▶ **TASK DETAILS**
Show each line of the entries below that contains the word "white", copied in full without changes.
-- BEGIN SUPPLIED ENTRIES --
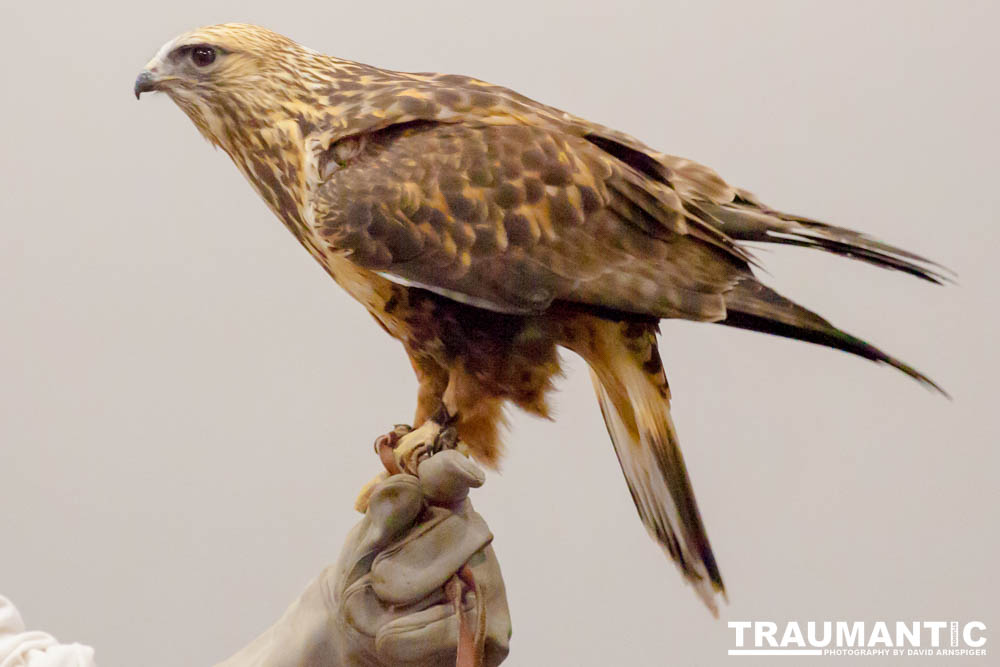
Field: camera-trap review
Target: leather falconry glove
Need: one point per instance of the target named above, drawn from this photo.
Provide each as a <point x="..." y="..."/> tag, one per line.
<point x="385" y="601"/>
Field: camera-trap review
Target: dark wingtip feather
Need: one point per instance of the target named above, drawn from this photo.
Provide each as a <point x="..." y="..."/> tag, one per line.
<point x="754" y="306"/>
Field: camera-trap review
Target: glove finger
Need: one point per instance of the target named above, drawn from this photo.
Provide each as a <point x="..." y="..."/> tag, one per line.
<point x="430" y="637"/>
<point x="393" y="507"/>
<point x="447" y="477"/>
<point x="489" y="582"/>
<point x="426" y="637"/>
<point x="429" y="555"/>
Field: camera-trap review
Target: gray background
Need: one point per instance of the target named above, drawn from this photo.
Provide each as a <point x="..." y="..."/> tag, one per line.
<point x="187" y="402"/>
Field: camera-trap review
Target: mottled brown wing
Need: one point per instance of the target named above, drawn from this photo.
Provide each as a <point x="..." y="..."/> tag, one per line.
<point x="512" y="217"/>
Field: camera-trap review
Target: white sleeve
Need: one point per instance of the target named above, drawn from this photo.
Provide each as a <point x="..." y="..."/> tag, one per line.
<point x="19" y="648"/>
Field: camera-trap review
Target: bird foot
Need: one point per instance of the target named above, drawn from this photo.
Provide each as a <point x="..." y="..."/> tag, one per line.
<point x="415" y="446"/>
<point x="403" y="448"/>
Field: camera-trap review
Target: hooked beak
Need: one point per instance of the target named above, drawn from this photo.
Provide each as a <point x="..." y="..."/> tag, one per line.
<point x="144" y="83"/>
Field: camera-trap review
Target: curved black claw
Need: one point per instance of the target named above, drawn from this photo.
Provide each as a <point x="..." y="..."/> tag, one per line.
<point x="447" y="438"/>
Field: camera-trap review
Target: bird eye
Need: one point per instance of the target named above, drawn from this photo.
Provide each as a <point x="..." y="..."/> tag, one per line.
<point x="203" y="56"/>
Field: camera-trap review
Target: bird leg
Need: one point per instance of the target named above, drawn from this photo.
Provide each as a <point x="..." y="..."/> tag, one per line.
<point x="434" y="435"/>
<point x="402" y="449"/>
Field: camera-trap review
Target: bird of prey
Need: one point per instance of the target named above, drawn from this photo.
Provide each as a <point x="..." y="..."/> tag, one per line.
<point x="484" y="230"/>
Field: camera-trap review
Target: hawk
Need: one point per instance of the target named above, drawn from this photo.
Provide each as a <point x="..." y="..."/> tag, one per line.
<point x="484" y="230"/>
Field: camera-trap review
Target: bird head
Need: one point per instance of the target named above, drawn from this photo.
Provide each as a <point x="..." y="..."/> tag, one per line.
<point x="227" y="76"/>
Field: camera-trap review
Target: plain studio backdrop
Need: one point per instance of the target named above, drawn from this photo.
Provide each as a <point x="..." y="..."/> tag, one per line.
<point x="188" y="402"/>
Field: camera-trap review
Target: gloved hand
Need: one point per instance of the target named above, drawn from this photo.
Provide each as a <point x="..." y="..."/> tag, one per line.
<point x="383" y="603"/>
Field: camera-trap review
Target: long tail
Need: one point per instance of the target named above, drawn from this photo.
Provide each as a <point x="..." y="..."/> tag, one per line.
<point x="635" y="401"/>
<point x="746" y="219"/>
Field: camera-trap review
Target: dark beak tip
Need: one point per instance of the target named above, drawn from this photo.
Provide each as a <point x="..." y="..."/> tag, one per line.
<point x="143" y="83"/>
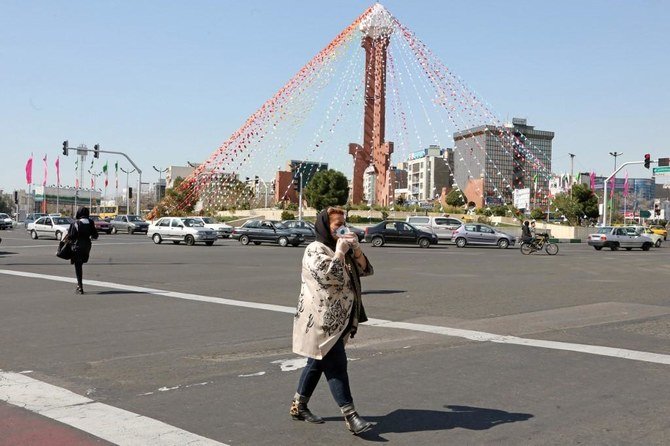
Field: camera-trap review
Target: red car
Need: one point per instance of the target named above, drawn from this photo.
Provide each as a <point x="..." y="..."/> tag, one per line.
<point x="100" y="224"/>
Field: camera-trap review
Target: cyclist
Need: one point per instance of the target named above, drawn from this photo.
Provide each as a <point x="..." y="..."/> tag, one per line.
<point x="526" y="233"/>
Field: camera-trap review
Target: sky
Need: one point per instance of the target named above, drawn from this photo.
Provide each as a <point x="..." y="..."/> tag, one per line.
<point x="167" y="82"/>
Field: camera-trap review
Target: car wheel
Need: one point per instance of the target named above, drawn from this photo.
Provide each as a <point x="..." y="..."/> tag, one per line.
<point x="551" y="249"/>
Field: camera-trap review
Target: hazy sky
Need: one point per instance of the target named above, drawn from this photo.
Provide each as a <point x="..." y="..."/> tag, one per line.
<point x="169" y="81"/>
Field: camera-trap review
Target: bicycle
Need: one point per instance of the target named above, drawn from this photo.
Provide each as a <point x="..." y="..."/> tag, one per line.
<point x="540" y="241"/>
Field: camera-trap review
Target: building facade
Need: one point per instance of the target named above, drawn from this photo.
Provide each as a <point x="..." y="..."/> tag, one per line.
<point x="499" y="159"/>
<point x="428" y="171"/>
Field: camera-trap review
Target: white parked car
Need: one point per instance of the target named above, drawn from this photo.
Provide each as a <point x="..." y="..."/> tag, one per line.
<point x="181" y="229"/>
<point x="222" y="229"/>
<point x="48" y="226"/>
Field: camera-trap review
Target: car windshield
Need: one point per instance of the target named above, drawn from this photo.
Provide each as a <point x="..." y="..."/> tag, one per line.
<point x="190" y="222"/>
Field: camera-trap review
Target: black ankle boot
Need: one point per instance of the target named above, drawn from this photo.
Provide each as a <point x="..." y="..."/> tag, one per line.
<point x="299" y="411"/>
<point x="356" y="424"/>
-- END SUPPLIED ENTRIES --
▶ **REPLY**
Target: white sleeve
Target: white parked car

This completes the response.